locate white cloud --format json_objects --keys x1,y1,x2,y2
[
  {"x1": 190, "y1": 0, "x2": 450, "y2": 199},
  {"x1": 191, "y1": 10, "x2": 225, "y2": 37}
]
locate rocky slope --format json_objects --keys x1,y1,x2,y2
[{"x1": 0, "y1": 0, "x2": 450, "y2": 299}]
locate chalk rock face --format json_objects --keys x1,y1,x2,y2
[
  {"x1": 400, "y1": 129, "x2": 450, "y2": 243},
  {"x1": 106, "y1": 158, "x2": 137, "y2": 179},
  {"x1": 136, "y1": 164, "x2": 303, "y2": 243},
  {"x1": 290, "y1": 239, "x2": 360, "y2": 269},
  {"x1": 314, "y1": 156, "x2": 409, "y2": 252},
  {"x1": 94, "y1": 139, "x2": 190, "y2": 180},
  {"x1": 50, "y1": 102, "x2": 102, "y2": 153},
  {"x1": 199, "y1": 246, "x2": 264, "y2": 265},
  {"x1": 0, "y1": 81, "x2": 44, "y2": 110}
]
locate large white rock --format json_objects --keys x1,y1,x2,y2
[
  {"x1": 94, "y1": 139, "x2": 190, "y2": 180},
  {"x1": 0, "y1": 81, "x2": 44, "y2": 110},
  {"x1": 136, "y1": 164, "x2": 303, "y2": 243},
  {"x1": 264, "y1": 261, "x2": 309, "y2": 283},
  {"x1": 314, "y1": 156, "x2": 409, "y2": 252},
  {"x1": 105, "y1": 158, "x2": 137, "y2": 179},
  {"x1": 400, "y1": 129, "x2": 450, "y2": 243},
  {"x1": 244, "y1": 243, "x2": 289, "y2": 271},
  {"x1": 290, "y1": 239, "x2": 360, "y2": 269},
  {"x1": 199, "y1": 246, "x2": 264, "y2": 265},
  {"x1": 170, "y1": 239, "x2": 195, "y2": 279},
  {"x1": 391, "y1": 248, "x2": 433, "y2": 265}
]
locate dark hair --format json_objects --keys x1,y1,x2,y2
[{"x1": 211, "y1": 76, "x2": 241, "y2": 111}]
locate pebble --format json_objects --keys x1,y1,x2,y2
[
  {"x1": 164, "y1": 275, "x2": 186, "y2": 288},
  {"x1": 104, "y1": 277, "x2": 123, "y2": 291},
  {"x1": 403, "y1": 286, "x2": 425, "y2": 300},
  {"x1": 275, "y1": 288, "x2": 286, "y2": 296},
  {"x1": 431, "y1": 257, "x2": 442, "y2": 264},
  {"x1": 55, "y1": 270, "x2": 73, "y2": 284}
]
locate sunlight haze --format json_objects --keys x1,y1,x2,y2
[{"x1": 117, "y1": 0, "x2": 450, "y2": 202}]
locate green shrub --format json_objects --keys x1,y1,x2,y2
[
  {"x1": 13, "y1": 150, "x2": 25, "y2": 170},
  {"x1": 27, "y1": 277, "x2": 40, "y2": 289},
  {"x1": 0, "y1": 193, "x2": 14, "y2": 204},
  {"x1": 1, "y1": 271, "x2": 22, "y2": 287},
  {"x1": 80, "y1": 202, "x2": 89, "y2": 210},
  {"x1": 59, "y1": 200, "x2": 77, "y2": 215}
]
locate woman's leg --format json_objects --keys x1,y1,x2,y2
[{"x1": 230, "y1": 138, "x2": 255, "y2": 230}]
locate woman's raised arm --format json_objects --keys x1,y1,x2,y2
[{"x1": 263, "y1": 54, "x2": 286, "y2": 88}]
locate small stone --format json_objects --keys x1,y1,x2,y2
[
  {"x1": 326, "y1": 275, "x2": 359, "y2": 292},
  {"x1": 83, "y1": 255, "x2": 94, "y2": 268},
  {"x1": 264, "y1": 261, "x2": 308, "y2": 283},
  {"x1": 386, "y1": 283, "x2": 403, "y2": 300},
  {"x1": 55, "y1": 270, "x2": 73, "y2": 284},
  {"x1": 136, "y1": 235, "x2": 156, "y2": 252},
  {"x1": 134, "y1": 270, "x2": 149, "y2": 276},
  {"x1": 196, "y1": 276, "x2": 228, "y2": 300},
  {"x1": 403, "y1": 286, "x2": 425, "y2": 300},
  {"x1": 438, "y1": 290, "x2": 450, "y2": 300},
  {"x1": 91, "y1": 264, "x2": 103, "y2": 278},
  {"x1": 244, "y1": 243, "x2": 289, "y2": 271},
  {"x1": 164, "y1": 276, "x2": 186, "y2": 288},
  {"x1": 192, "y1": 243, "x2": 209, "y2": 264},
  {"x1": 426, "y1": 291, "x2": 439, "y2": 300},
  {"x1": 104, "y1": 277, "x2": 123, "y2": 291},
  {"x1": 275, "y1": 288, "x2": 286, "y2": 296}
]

※

▶ Aim
Reproduce all of the entries above verbatim, keeping every command line and its coordinate output unchanged.

▶ Task output
locate white cloud --format json_objects --keys x1,y1,x2,y2
[
  {"x1": 190, "y1": 0, "x2": 450, "y2": 199},
  {"x1": 191, "y1": 10, "x2": 225, "y2": 37}
]
locate rocky slope --format json_objects --keys x1,y1,x2,y2
[{"x1": 0, "y1": 0, "x2": 450, "y2": 299}]
locate chalk rock face --format json_objects --keys x1,y1,x2,y2
[
  {"x1": 400, "y1": 129, "x2": 450, "y2": 243},
  {"x1": 106, "y1": 158, "x2": 137, "y2": 179},
  {"x1": 136, "y1": 164, "x2": 303, "y2": 243},
  {"x1": 290, "y1": 239, "x2": 360, "y2": 269},
  {"x1": 314, "y1": 156, "x2": 409, "y2": 252},
  {"x1": 94, "y1": 139, "x2": 190, "y2": 180},
  {"x1": 50, "y1": 102, "x2": 102, "y2": 153},
  {"x1": 199, "y1": 246, "x2": 264, "y2": 265},
  {"x1": 0, "y1": 81, "x2": 44, "y2": 110}
]
locate large white rock --format json_objects --keys x1,y1,x2,y2
[
  {"x1": 94, "y1": 139, "x2": 190, "y2": 180},
  {"x1": 0, "y1": 81, "x2": 44, "y2": 110},
  {"x1": 136, "y1": 164, "x2": 303, "y2": 243},
  {"x1": 264, "y1": 261, "x2": 309, "y2": 283},
  {"x1": 314, "y1": 156, "x2": 409, "y2": 252},
  {"x1": 105, "y1": 158, "x2": 137, "y2": 179},
  {"x1": 400, "y1": 129, "x2": 450, "y2": 243},
  {"x1": 244, "y1": 243, "x2": 289, "y2": 271},
  {"x1": 290, "y1": 239, "x2": 360, "y2": 269},
  {"x1": 199, "y1": 246, "x2": 264, "y2": 265},
  {"x1": 170, "y1": 239, "x2": 195, "y2": 279},
  {"x1": 391, "y1": 248, "x2": 433, "y2": 265}
]
locate dark hair --format json_objects --keys x1,y1,x2,y2
[{"x1": 211, "y1": 76, "x2": 241, "y2": 111}]
locate pebble --format json_objects --keys x1,y1,x2,y2
[
  {"x1": 164, "y1": 275, "x2": 186, "y2": 288},
  {"x1": 104, "y1": 277, "x2": 123, "y2": 291},
  {"x1": 403, "y1": 286, "x2": 425, "y2": 300},
  {"x1": 275, "y1": 288, "x2": 286, "y2": 296},
  {"x1": 431, "y1": 257, "x2": 442, "y2": 264},
  {"x1": 55, "y1": 270, "x2": 73, "y2": 284}
]
locate sunlight haze --format json_objects --keys x1,y1,x2,y2
[{"x1": 117, "y1": 0, "x2": 450, "y2": 202}]
locate green shrub --format json_objects --keys x1,y1,x2,y2
[
  {"x1": 13, "y1": 150, "x2": 25, "y2": 170},
  {"x1": 27, "y1": 277, "x2": 40, "y2": 289},
  {"x1": 0, "y1": 193, "x2": 14, "y2": 204},
  {"x1": 1, "y1": 271, "x2": 22, "y2": 287},
  {"x1": 80, "y1": 202, "x2": 89, "y2": 210},
  {"x1": 59, "y1": 200, "x2": 77, "y2": 215}
]
locate woman's leg --format json_objects --keys x1,y1,x2,y2
[{"x1": 230, "y1": 138, "x2": 255, "y2": 230}]
locate woman's raised arm --format json_objects --keys x1,y1,x2,y2
[{"x1": 263, "y1": 54, "x2": 286, "y2": 88}]
locate small stone --format json_objects --keys x1,y1,x2,y2
[
  {"x1": 326, "y1": 275, "x2": 359, "y2": 292},
  {"x1": 83, "y1": 255, "x2": 94, "y2": 268},
  {"x1": 264, "y1": 261, "x2": 308, "y2": 283},
  {"x1": 386, "y1": 283, "x2": 403, "y2": 300},
  {"x1": 55, "y1": 270, "x2": 73, "y2": 284},
  {"x1": 136, "y1": 235, "x2": 156, "y2": 252},
  {"x1": 134, "y1": 270, "x2": 149, "y2": 276},
  {"x1": 196, "y1": 276, "x2": 228, "y2": 300},
  {"x1": 403, "y1": 286, "x2": 425, "y2": 300},
  {"x1": 438, "y1": 290, "x2": 450, "y2": 300},
  {"x1": 91, "y1": 264, "x2": 103, "y2": 278},
  {"x1": 244, "y1": 243, "x2": 289, "y2": 271},
  {"x1": 164, "y1": 276, "x2": 186, "y2": 288},
  {"x1": 192, "y1": 243, "x2": 209, "y2": 264},
  {"x1": 426, "y1": 291, "x2": 439, "y2": 300},
  {"x1": 104, "y1": 277, "x2": 123, "y2": 291},
  {"x1": 275, "y1": 288, "x2": 286, "y2": 296}
]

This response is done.